- **DOCUMENT SEGMENT**:
=== Begin Enclosure ===
View of Manhattan through the unseasonable weather
photo 3
The Marine Terminal. Note the rust line on the walls which shows how high the surge was.

photo 1

The ugliest building I have seen in New York. It is a 1920’s design and is an office block!

Nathan Hale Hall, Building 4554, Ft Meade
Hale Hall was a building belonging to Army Intelligence when it caught fire in Oct 2006.
Fire
The top floor was largely gutted and since then the building has been open to the elements.

Hale Hall Today.

Money is now available to get the building renovated and back in use as an administration building. A number of structural repairs will be needed as it still has no roof. It will also require a new HVAC system too. This will be my next project although there is no indication yet of the size of the budget. The initial meetings have only just started on this project so I look forward to site visits in full 4R because of the biological contaminants associated with exposure to the elements (racoon and bird poo!).
=== End Enclosure ===
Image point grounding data
=== Begin Enclosure ===
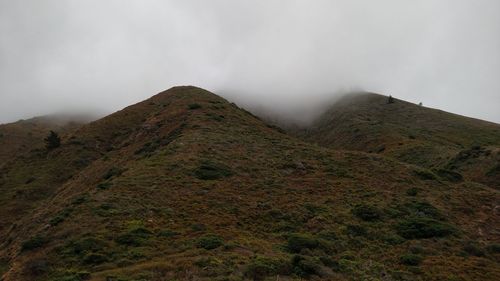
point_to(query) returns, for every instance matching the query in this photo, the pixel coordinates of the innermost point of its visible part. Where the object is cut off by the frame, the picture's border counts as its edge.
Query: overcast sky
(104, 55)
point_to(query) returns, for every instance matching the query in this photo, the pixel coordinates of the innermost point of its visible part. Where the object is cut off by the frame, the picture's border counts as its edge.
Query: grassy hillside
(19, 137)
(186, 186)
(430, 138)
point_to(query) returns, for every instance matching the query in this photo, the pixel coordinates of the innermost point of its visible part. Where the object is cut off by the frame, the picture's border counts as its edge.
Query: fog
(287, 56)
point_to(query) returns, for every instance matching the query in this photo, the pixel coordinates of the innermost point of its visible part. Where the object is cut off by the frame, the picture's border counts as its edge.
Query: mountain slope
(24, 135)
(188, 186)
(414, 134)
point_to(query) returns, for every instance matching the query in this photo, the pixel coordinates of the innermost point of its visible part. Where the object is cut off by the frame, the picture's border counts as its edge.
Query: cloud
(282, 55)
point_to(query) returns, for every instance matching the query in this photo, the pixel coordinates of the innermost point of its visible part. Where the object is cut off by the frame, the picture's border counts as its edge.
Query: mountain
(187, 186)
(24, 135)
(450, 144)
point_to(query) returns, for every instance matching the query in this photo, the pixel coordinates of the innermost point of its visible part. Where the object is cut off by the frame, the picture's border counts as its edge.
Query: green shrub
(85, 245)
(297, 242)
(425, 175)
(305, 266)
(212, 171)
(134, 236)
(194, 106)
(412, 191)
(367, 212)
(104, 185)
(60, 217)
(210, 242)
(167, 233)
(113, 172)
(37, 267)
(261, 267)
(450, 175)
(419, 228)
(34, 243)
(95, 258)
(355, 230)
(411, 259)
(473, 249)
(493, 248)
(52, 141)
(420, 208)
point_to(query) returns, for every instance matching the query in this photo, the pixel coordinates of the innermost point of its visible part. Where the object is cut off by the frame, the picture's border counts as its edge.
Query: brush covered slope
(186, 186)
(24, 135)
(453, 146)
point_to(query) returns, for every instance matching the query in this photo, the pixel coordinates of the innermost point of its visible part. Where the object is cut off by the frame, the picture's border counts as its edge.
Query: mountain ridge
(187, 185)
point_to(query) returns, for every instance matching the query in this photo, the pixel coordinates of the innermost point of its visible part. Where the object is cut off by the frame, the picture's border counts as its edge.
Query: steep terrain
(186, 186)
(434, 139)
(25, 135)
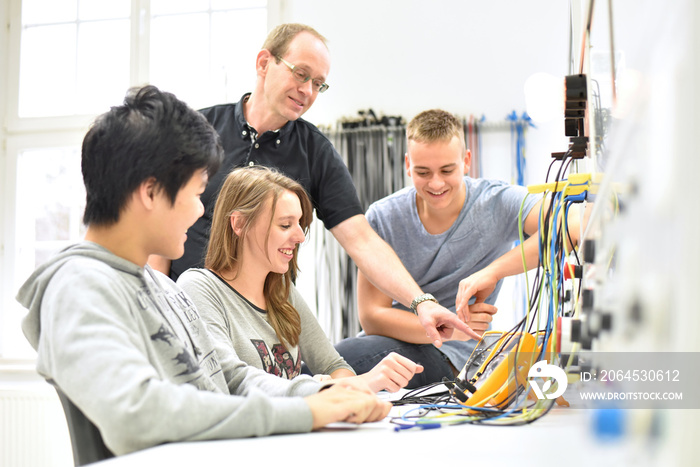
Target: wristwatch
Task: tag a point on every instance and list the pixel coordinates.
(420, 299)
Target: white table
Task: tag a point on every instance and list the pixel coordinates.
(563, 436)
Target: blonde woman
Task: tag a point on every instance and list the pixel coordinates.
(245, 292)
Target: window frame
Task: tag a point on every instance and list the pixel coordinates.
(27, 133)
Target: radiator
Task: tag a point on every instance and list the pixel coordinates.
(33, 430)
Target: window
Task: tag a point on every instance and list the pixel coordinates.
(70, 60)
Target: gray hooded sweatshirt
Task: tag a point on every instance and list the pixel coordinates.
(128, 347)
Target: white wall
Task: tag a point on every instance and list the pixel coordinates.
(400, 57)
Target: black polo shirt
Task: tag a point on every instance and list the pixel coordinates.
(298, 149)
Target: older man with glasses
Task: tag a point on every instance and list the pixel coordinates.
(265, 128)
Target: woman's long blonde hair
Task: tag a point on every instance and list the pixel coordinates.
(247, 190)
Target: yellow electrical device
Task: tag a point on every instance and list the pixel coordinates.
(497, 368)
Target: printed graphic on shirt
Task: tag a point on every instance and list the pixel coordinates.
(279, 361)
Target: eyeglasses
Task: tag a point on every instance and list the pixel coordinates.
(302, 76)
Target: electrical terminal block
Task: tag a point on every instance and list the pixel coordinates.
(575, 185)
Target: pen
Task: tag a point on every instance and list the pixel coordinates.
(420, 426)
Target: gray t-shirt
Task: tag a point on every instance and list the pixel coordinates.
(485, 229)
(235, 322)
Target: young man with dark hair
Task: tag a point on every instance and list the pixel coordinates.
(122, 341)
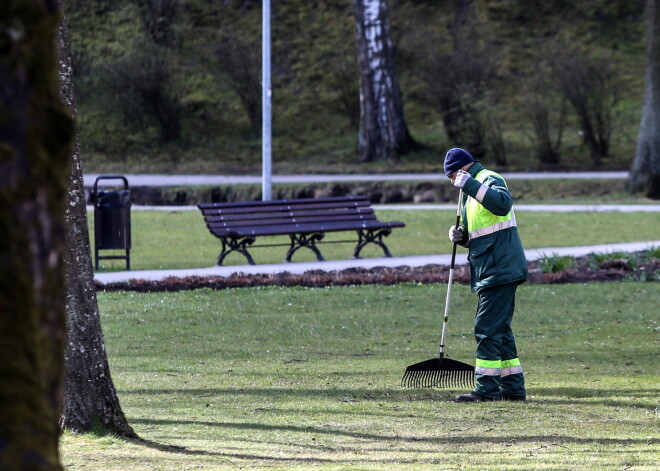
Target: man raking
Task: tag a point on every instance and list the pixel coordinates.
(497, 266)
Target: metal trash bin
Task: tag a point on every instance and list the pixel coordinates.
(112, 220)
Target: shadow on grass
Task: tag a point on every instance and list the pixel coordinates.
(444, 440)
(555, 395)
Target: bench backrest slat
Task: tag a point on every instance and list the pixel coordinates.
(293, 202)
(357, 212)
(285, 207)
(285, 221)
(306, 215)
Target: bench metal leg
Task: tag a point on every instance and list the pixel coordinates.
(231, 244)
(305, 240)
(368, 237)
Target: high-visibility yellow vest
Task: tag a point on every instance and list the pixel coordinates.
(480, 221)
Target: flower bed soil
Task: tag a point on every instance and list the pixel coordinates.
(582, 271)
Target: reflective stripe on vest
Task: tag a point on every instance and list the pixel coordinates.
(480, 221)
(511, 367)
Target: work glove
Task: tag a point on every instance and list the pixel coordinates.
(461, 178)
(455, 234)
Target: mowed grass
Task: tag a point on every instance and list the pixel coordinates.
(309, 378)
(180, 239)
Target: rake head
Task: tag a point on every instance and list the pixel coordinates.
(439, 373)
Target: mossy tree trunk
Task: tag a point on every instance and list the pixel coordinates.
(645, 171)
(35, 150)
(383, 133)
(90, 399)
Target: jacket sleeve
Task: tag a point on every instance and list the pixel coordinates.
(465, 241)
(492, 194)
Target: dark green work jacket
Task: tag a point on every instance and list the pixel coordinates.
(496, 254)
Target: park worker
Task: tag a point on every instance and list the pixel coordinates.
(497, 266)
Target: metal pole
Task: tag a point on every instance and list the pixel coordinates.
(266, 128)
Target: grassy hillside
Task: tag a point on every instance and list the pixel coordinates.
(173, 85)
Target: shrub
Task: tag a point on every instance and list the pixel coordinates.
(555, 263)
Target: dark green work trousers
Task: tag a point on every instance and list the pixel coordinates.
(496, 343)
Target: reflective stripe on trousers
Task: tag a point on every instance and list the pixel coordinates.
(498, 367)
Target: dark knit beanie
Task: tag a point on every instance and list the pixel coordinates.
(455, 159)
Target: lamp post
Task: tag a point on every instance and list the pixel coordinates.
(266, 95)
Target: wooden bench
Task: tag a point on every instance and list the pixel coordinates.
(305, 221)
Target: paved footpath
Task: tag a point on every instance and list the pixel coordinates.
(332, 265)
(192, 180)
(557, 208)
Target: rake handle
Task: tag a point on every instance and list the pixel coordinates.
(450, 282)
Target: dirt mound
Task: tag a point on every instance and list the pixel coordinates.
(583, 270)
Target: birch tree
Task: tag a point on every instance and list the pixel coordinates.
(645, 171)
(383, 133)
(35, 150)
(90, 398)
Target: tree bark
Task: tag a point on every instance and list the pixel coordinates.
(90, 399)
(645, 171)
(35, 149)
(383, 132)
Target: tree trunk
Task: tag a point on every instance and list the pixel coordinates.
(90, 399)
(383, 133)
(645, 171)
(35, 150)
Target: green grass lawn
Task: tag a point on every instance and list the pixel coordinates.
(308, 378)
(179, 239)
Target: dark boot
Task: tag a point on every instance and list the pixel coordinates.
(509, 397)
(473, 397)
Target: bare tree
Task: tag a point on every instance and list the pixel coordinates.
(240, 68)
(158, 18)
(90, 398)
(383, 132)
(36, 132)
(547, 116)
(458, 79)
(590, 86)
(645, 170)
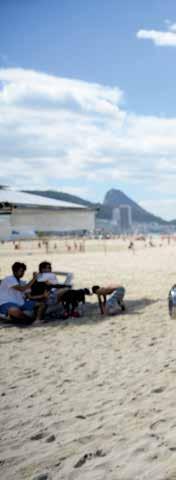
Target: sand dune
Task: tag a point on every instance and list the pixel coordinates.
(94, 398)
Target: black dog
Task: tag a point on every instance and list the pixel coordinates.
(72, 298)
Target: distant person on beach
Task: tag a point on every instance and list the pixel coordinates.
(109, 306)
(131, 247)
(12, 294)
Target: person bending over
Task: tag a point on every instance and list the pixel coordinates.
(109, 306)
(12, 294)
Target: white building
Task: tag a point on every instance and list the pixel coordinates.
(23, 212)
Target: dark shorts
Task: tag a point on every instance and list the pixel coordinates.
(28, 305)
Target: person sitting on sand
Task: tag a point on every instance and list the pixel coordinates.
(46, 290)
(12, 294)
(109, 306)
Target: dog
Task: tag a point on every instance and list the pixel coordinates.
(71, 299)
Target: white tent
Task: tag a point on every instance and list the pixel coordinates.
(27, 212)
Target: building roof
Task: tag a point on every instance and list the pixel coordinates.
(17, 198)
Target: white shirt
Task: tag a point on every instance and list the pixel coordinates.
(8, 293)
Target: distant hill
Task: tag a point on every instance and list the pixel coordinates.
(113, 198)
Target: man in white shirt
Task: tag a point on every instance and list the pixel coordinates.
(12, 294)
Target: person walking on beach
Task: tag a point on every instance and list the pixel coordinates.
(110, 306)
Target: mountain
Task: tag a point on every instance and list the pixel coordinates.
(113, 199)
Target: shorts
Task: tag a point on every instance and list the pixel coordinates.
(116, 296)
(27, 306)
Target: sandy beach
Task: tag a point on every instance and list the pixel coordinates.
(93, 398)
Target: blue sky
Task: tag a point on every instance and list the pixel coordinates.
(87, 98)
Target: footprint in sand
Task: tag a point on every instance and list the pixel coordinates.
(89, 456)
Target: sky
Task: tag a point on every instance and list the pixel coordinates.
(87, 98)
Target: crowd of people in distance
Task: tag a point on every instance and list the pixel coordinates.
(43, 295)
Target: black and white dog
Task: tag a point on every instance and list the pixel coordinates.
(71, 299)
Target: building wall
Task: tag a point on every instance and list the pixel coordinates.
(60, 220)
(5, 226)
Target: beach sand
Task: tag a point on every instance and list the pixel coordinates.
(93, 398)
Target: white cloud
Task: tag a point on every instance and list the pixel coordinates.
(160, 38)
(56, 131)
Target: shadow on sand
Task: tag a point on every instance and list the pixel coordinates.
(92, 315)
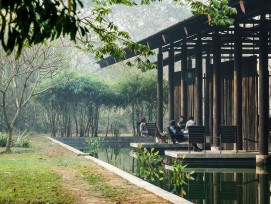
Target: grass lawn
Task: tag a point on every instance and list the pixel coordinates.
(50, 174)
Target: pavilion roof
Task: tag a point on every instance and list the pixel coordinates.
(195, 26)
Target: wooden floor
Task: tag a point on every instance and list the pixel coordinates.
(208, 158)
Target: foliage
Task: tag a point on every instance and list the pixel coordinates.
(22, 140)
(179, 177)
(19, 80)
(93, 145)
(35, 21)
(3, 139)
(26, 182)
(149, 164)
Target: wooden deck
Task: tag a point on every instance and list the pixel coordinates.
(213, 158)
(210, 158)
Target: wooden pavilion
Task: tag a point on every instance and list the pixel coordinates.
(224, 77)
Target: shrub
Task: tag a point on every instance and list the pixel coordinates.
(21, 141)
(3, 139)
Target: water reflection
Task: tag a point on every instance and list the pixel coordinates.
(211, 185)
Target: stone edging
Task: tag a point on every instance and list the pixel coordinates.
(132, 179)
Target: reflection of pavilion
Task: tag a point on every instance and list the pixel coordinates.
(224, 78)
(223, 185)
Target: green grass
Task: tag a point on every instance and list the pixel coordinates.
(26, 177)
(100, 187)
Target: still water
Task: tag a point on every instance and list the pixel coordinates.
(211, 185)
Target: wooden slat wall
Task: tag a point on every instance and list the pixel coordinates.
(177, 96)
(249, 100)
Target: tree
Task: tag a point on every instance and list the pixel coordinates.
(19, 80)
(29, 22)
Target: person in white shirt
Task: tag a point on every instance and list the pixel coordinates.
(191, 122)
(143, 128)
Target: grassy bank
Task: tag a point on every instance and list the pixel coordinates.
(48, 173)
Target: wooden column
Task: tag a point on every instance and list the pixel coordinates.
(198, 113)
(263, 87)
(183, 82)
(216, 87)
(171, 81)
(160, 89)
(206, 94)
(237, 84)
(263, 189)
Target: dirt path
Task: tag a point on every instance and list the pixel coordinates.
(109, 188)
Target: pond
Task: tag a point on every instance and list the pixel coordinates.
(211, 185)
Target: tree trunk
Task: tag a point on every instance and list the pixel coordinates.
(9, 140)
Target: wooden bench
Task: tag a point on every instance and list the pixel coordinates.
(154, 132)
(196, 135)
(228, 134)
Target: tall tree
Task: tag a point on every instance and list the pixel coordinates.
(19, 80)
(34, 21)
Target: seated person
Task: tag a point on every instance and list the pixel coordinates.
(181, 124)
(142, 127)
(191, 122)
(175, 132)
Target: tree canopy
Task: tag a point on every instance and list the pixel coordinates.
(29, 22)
=== End Enclosure ===
- **YOUR TASKS**:
1: According to the photo notes, in what month and year did Hale Hall catch fire?
2: Rewrite everything in the photo notes from "Nathan Hale Hall, Building" down to "Hale Hall Today.", putting "destroyed" in place of "gutted".

- **EXPECTED OUTPUTS**:
1: October 2006.

2:
Nathan Hale Hall, Building 4554, Ft Meade
Hale Hall was a building belonging to Army Intelligence when it caught fire in Oct 2006.
Fire
The top floor was largely destroyed and since then the building has been open to the elements.

Hale Hall Today.